Report how many lines of the listing below contain the string "manueline", treating uppercase and lowercase as different. Give only the number.

□ □ □ □ □

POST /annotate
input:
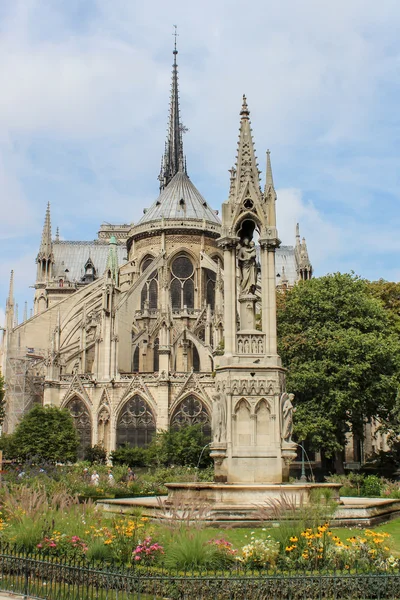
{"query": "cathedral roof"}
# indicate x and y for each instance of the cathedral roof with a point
(70, 257)
(180, 200)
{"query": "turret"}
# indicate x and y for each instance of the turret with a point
(303, 264)
(45, 257)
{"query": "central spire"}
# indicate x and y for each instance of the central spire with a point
(173, 160)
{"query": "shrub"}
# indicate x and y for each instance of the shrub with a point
(98, 550)
(96, 454)
(260, 552)
(47, 433)
(147, 552)
(128, 455)
(182, 447)
(371, 486)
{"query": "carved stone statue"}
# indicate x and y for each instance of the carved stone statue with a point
(287, 411)
(248, 266)
(218, 419)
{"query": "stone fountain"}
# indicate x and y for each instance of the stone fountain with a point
(252, 416)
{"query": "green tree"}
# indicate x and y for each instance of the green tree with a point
(388, 292)
(342, 351)
(47, 433)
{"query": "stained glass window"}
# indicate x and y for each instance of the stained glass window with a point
(82, 423)
(182, 283)
(150, 288)
(191, 411)
(136, 425)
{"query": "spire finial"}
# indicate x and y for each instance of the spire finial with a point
(175, 34)
(246, 162)
(45, 250)
(244, 113)
(10, 299)
(173, 160)
(269, 181)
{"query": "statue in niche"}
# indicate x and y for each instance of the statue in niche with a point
(287, 410)
(218, 417)
(247, 258)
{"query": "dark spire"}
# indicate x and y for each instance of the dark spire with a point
(173, 160)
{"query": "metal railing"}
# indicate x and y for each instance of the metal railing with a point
(52, 578)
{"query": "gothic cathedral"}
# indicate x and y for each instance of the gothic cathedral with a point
(128, 331)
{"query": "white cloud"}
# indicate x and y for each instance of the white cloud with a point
(87, 84)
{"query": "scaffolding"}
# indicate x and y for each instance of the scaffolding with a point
(24, 378)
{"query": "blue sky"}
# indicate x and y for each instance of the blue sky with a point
(83, 114)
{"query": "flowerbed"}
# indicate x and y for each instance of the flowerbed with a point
(58, 525)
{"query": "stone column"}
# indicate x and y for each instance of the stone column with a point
(229, 299)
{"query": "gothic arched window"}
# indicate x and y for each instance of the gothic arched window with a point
(210, 278)
(191, 411)
(82, 423)
(150, 288)
(136, 424)
(196, 360)
(135, 362)
(156, 358)
(182, 283)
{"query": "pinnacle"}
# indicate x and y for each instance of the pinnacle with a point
(244, 113)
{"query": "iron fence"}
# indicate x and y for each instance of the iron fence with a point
(54, 579)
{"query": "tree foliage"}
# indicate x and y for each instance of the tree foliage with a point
(388, 292)
(342, 351)
(96, 454)
(47, 433)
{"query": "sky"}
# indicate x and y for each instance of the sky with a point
(84, 106)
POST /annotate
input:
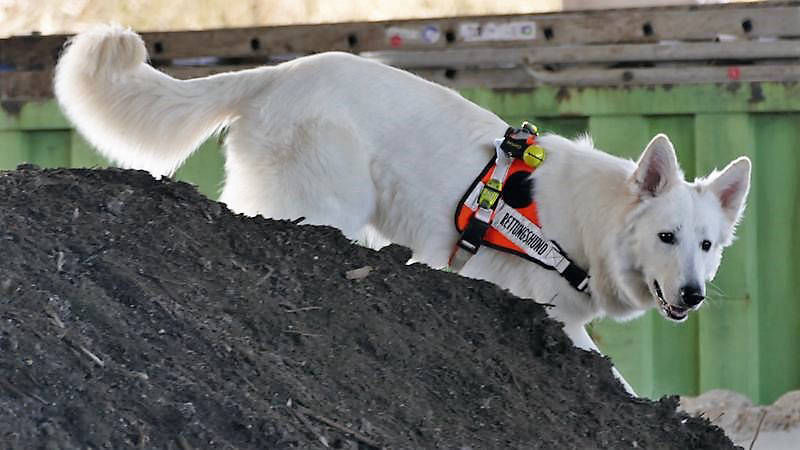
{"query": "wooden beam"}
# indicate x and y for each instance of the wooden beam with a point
(679, 51)
(38, 85)
(742, 21)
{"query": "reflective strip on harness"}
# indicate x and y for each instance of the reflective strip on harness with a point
(528, 237)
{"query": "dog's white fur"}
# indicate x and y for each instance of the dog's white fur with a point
(382, 154)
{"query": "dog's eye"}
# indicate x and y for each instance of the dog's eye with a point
(667, 238)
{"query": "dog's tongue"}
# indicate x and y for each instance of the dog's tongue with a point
(676, 312)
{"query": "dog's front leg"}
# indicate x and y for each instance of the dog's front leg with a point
(581, 339)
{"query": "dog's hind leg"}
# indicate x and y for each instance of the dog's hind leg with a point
(581, 339)
(313, 169)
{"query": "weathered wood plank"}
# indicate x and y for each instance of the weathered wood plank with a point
(691, 23)
(493, 57)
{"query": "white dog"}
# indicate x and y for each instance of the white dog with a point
(380, 153)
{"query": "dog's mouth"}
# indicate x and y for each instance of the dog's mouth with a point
(671, 312)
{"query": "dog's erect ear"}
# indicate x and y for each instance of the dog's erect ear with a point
(657, 169)
(731, 186)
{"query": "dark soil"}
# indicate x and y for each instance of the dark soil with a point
(137, 313)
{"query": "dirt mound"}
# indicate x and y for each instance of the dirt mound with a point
(136, 313)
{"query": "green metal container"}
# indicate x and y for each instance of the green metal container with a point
(746, 338)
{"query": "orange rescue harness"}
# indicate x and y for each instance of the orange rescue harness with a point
(498, 210)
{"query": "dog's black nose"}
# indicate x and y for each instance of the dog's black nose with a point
(692, 295)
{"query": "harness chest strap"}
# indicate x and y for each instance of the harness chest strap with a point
(484, 218)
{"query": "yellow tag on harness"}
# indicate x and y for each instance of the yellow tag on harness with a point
(533, 155)
(490, 194)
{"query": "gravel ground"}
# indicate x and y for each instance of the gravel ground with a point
(137, 313)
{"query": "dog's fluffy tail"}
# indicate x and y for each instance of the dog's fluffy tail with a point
(135, 115)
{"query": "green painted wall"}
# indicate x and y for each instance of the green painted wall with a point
(748, 335)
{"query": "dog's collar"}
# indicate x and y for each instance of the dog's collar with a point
(498, 210)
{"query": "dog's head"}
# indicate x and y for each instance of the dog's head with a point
(676, 231)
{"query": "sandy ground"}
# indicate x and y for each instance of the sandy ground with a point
(736, 414)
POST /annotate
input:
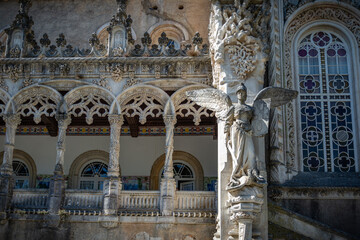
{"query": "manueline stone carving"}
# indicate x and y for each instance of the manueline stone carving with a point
(242, 121)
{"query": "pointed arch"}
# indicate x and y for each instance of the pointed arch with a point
(143, 101)
(35, 100)
(89, 101)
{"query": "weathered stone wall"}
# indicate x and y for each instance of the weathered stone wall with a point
(340, 214)
(36, 230)
(78, 19)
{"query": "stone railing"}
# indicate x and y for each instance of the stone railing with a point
(76, 199)
(139, 200)
(195, 201)
(30, 199)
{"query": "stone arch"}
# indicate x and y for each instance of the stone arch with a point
(103, 34)
(185, 107)
(82, 160)
(143, 101)
(29, 161)
(35, 100)
(90, 101)
(342, 18)
(173, 30)
(182, 156)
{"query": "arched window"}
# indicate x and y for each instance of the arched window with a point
(24, 169)
(188, 172)
(326, 120)
(88, 170)
(92, 175)
(21, 174)
(184, 176)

□ □ □ □ □

**Output of the task**:
2